(Dataset rows)
'''

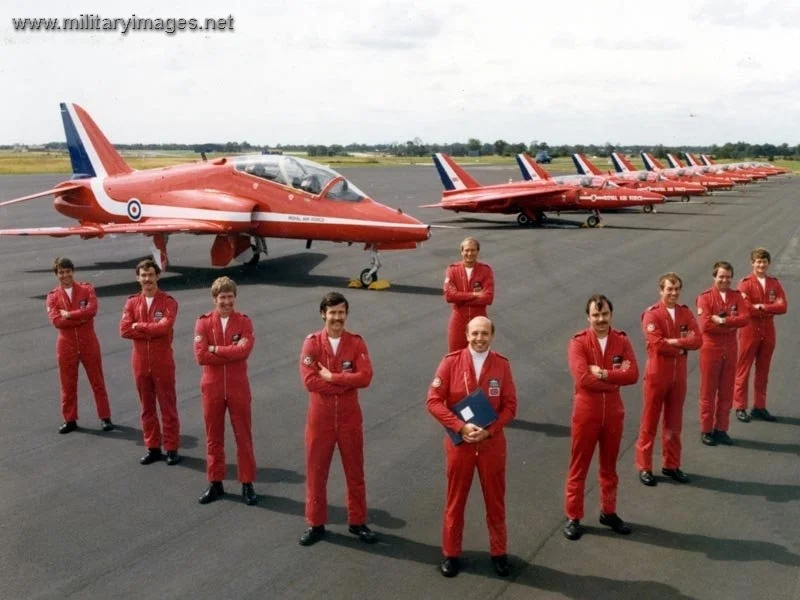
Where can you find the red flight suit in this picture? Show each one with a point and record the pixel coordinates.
(665, 382)
(224, 385)
(334, 418)
(455, 378)
(718, 355)
(757, 339)
(153, 365)
(458, 291)
(597, 415)
(77, 343)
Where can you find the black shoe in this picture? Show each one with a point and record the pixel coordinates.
(572, 529)
(214, 492)
(708, 439)
(501, 566)
(676, 474)
(450, 566)
(68, 426)
(312, 535)
(364, 533)
(615, 523)
(646, 477)
(153, 455)
(762, 413)
(249, 494)
(722, 437)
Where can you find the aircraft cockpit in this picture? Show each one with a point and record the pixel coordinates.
(300, 173)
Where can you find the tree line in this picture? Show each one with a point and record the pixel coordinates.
(472, 147)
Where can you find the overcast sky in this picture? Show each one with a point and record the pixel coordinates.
(294, 72)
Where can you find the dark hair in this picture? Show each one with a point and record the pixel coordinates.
(673, 277)
(599, 300)
(62, 263)
(333, 299)
(148, 263)
(722, 264)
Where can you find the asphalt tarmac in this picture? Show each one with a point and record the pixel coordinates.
(80, 518)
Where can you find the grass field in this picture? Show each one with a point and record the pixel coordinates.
(20, 163)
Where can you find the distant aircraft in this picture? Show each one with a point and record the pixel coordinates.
(530, 199)
(641, 180)
(241, 201)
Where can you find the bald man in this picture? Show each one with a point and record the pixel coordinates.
(483, 448)
(469, 287)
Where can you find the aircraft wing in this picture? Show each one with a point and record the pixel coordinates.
(151, 226)
(491, 199)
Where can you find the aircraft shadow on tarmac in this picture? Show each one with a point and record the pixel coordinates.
(263, 474)
(725, 549)
(580, 587)
(772, 492)
(132, 434)
(549, 429)
(291, 270)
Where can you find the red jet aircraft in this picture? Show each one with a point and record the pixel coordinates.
(241, 201)
(530, 199)
(641, 180)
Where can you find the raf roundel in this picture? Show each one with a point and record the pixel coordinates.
(134, 209)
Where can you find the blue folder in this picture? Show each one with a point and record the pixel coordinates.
(477, 408)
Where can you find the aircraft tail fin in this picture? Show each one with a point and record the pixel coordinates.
(531, 171)
(90, 152)
(584, 165)
(650, 162)
(691, 160)
(674, 162)
(453, 177)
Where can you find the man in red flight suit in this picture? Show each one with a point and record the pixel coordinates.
(334, 364)
(148, 319)
(459, 374)
(766, 299)
(71, 308)
(601, 359)
(469, 287)
(670, 331)
(721, 311)
(223, 340)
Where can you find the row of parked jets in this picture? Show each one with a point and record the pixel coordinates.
(591, 190)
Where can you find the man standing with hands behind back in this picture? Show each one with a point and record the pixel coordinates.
(148, 319)
(469, 287)
(334, 365)
(721, 311)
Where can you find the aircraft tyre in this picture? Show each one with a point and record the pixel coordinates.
(366, 277)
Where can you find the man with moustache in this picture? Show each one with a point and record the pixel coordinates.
(483, 448)
(223, 341)
(334, 365)
(148, 319)
(71, 308)
(766, 298)
(721, 311)
(601, 359)
(670, 331)
(469, 287)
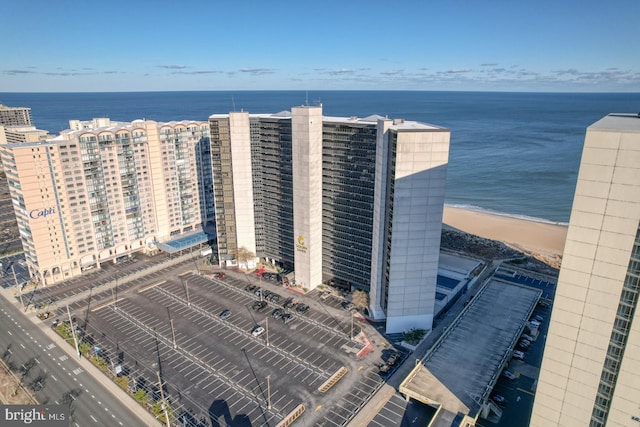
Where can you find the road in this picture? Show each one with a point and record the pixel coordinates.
(60, 376)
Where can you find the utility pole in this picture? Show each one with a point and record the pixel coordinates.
(173, 331)
(352, 326)
(186, 286)
(114, 294)
(73, 332)
(164, 403)
(15, 279)
(268, 393)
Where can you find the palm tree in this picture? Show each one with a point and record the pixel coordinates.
(243, 255)
(360, 299)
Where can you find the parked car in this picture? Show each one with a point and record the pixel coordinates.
(517, 354)
(393, 359)
(286, 318)
(346, 305)
(289, 303)
(499, 400)
(259, 305)
(508, 375)
(273, 297)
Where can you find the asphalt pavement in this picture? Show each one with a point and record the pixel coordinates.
(59, 376)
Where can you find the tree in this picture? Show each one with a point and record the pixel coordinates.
(360, 299)
(243, 256)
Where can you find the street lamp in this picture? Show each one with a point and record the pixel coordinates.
(19, 287)
(173, 331)
(185, 283)
(268, 393)
(73, 332)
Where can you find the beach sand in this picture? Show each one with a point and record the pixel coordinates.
(543, 240)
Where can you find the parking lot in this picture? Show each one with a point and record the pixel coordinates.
(214, 370)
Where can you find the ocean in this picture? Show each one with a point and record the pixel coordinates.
(511, 153)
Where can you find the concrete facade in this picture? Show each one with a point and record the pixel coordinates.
(590, 373)
(366, 196)
(306, 129)
(421, 159)
(242, 184)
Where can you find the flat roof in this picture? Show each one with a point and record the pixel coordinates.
(184, 241)
(398, 124)
(463, 365)
(629, 122)
(457, 263)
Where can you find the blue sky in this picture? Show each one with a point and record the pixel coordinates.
(87, 46)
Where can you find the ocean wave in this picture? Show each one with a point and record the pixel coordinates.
(505, 214)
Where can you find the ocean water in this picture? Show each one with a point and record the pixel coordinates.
(511, 153)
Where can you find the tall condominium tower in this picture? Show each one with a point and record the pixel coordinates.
(355, 202)
(15, 116)
(102, 190)
(590, 373)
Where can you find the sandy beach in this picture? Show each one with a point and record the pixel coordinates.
(537, 238)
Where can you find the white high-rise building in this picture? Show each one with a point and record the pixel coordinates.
(590, 374)
(355, 202)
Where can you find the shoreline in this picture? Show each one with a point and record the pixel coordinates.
(542, 238)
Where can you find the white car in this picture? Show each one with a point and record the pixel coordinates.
(508, 375)
(257, 331)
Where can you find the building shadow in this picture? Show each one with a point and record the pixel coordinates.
(220, 416)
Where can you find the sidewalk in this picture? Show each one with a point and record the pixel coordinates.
(87, 366)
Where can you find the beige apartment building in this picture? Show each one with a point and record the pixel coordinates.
(590, 374)
(15, 116)
(103, 190)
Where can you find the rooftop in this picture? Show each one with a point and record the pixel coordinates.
(629, 122)
(462, 367)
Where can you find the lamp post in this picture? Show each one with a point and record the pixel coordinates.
(268, 393)
(15, 279)
(73, 332)
(173, 331)
(186, 288)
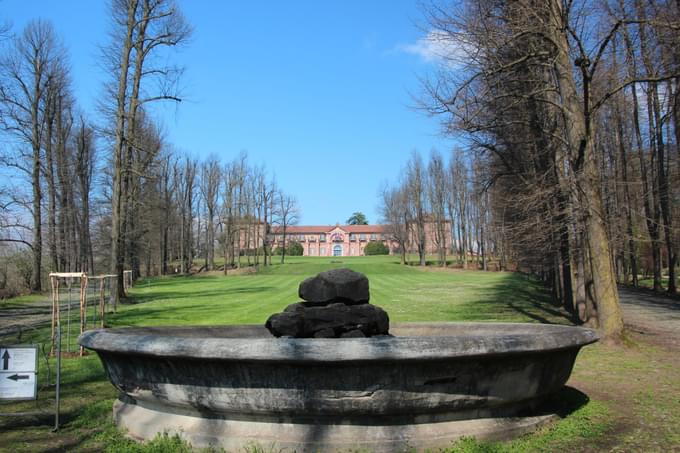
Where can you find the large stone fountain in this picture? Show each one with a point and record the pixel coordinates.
(422, 385)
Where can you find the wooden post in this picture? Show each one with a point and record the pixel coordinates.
(101, 300)
(83, 306)
(54, 284)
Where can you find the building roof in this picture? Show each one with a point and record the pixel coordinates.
(318, 229)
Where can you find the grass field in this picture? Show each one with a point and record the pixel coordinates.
(407, 293)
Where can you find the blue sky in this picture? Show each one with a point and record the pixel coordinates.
(320, 92)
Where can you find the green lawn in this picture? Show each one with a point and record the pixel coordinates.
(408, 293)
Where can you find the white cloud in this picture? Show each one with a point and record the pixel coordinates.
(437, 46)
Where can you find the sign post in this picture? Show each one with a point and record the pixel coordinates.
(18, 372)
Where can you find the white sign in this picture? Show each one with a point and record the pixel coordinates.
(18, 368)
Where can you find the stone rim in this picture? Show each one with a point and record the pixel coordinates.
(507, 339)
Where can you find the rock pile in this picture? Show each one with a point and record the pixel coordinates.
(335, 306)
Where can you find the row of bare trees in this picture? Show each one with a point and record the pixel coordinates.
(47, 157)
(114, 195)
(440, 205)
(571, 108)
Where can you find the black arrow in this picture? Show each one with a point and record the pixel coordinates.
(16, 377)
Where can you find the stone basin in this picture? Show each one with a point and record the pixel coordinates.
(427, 385)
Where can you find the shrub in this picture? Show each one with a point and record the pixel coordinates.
(376, 248)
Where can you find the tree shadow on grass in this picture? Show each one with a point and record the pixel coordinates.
(198, 294)
(526, 297)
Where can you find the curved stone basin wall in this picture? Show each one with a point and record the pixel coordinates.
(425, 386)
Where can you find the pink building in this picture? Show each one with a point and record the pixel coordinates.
(338, 240)
(350, 240)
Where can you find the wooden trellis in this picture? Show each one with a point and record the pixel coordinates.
(84, 280)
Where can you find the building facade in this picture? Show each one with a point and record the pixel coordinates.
(342, 240)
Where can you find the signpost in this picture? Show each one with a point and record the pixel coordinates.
(18, 372)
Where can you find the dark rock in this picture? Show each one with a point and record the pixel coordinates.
(325, 333)
(284, 324)
(305, 322)
(336, 285)
(356, 333)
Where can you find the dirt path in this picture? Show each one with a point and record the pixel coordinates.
(29, 316)
(652, 315)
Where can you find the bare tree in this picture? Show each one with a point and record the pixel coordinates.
(416, 186)
(27, 71)
(210, 182)
(288, 214)
(437, 200)
(395, 213)
(142, 28)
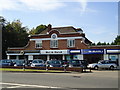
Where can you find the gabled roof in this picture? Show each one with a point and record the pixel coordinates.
(68, 29)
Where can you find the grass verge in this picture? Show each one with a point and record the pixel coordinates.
(29, 70)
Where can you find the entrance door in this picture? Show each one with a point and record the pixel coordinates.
(114, 58)
(93, 58)
(56, 57)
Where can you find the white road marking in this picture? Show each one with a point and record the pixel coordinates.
(22, 85)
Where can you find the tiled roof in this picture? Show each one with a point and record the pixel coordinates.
(68, 29)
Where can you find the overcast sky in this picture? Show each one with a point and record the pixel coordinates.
(99, 20)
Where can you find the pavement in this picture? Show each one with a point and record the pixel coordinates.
(66, 81)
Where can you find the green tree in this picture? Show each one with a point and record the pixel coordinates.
(99, 43)
(117, 40)
(38, 29)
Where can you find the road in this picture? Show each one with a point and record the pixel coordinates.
(96, 79)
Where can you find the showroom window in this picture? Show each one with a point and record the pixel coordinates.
(54, 43)
(39, 44)
(71, 43)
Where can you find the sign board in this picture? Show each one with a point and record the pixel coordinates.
(54, 51)
(113, 51)
(75, 51)
(93, 51)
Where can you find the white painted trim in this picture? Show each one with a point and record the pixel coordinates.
(59, 38)
(113, 51)
(14, 54)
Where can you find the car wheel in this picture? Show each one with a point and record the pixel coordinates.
(111, 67)
(96, 67)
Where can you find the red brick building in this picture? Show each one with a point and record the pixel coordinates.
(62, 43)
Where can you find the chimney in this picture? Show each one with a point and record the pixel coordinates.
(49, 27)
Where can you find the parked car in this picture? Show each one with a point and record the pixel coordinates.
(6, 62)
(19, 62)
(103, 64)
(65, 63)
(76, 63)
(54, 63)
(38, 63)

'''

• Goal:
Take the line that contains "Where can you find the pavement" and each line after it down to the last of the records, and retype them exactly; add nothing else.

• Finished exercise:
Where can you find the pavement in this picture? Show each one with a point and record the pixel coordinates.
(66, 81)
Where can you find the green tree in this picture? Show each one with a point and record the pixel coordinates.
(99, 43)
(117, 40)
(38, 29)
Where can you find the road in this picture? Show each one with a point and record the pixel coordinates.
(96, 79)
Where can you find the showroom window in this picture? Show each one with a point and record the pixel coordinates.
(54, 43)
(39, 44)
(71, 43)
Where can you find the sign board in this picture? Show each one with a point and record the pixel coordinates.
(54, 51)
(113, 51)
(75, 51)
(93, 51)
Where can you find the white painted trim in this picture? Show each one with a point and record the pixel coordinates.
(59, 38)
(113, 51)
(14, 54)
Where can you find the car wheel in this picture? Show each one with a point and record the pixel coordinates.
(111, 67)
(96, 67)
Where can you find the red brick building in this picture? Show each one with a point and record the pixel coordinates.
(62, 43)
Where can you find the chimney in this picture? Show each one with a point and record the pixel coordinates.
(49, 27)
Where can you find the parked car in this picture? Show each one with a point and record the pixel coordinates.
(6, 62)
(19, 62)
(103, 64)
(65, 63)
(76, 63)
(54, 63)
(38, 63)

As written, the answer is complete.